◆ Consegne:
A – Trascrivi dalla pagina il passo che va da "Oggi, però, affrontiamo" fino a "questo meno credibili.", incluso.
B – Rispondi a queste domande basandoti sulla pagina:
(i) Con quale altro nome viene chiamato il fenomeno della "iPhone Face"?
(ii) In che anno uscì il film The King?
(iii) Quale magazine viene citato con una frase del 2013?

Oggi, però, affrontiamo un tema del quale non si parla ancora granché ma centra perfettamente il concetto, capovolgendolo: il fenomeno cinematografico e televisivo della “iPhone Face” o, se preferite, della “Instagram Face”.

Tema interessante, perché parte dal presupposto che la perfezione, in realtà, “esista davvero”. Quando non esiste, è applicata digitalmente in post-produzione, dando vita a scenari più irrealistici e, allo stesso tempo, più appetibili per il grande pubblico. I fenomeni della “iPhone Face” e della “Instagram Face”, affini e sovrapponibili, affrontano aree di interesse simili. Col primo, si intende in particolare la tendenza contemporanea di film e serie tv a inserire in produzioni di stampo storico degli attori con “volti troppo moderni e perfetti”, per questo meno credibili.

Se ne parlò in particolare nel 2019 quando uscì il film The King, ambientato nel Medioevo. In giro per i social, molti commentarono la decisione di optare per  Timothée Chalamet e Lily-Rose Depp per due ruoli centrali. Il problema? Non certo le qualità dei due attori, eccezionali e dal talento indiscusso, bensì i loro volti. Volti ritenuti “fuori luogo”, seppure bellissimi. Ancorati a canoni fuori da quel tempo e a una percezione di contemporaneità che stonava col contesto creato.

In poche parole: due “iPhone Face”, bravissimi e bellissimi ma al posto sbagliato nel momento sbagliato. In pratica, troppo “perfetti”.

La questione ha alle spalle una storia più lunga di quel che sembra. Così si esprimeva già nel 2013 si leggeva il magazine The Daily News: “Lo sbiancamento dei denti, la chirurgia plastica, i piercing, l’allenamento con i pesi, l’alimentazione sana e lo yoga hanno reso difficile trovare il perfetto interprete per film d’epoca. Se a ciò si aggiunge la natura inesorabile dei video ad alta definizione su cui vengono realizzati e visti sempre più film e l’emergere di un pubblico visivamente esperto, si ottiene spesso una ricetta per la dissonanza storica“.

◆ Dati grezzi:
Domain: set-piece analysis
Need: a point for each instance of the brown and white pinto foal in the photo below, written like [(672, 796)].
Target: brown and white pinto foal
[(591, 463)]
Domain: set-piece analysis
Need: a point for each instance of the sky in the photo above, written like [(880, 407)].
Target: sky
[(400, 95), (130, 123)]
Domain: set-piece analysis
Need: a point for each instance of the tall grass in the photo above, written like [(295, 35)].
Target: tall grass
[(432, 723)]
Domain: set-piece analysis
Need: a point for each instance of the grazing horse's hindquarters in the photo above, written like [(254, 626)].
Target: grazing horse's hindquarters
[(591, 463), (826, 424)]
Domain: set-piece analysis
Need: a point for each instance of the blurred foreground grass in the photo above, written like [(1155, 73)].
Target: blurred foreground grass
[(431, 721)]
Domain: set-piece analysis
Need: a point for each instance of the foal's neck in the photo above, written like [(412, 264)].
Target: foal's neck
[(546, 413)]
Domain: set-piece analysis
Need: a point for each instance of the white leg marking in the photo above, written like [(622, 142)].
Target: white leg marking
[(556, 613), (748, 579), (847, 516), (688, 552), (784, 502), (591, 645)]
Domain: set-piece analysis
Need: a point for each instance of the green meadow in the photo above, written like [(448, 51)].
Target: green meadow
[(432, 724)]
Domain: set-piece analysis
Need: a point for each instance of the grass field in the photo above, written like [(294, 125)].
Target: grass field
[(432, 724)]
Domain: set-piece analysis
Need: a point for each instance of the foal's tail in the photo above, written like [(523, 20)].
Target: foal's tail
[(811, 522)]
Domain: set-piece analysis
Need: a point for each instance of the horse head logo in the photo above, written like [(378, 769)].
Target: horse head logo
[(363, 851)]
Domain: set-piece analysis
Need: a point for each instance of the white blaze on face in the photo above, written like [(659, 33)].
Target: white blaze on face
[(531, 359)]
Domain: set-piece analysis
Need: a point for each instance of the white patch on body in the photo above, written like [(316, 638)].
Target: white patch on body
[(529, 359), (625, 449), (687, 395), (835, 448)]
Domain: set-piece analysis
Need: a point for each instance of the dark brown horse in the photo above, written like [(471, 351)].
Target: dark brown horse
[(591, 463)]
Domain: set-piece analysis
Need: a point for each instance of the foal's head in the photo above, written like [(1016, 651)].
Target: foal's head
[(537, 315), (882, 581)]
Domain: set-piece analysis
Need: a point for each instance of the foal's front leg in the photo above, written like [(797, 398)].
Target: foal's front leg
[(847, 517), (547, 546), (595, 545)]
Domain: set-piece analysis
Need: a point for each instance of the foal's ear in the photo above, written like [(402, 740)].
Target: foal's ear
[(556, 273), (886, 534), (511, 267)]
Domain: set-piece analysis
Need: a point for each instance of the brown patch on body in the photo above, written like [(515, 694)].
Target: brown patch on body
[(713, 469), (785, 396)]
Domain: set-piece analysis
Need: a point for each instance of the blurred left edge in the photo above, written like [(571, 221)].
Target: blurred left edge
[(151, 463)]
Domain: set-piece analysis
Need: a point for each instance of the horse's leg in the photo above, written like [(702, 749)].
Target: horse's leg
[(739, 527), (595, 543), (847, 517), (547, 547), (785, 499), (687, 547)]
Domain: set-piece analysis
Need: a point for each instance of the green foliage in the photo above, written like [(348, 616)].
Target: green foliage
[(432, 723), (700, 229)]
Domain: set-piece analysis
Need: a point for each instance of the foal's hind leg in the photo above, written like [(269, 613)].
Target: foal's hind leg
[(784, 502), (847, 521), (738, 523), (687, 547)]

◆ Risposte scritte:
A –
Oggi, però, affrontiamo un tema del quale non si parla ancora granché ma centra perfettamente il concetto, capovolgendolo: il fenomeno cinematografico e televisivo della “iPhone Face” o, se preferite, della “Instagram Face”.

Tema interessante, perché parte dal presupposto che la perfezione, in realtà, “esista davvero”. Quando non esiste, è applicata digitalmente in post-produzione, dando vita a scenari più irrealistici e, allo stesso tempo, più appetibili per il grande pubblico. I fenomeni della “iPhone Face” e della “Instagram Face”, affini e sovrapponibili, affrontano aree di interesse simili. Col primo, si intende in particolare la tendenza contemporanea di film e serie tv a inserire in produzioni di stampo storico degli attori con “volti troppo moderni e perfetti”, per questo meno credibili.

B –
(i) "Instagram Face"
(ii) Nel 2019
(iii) The Daily News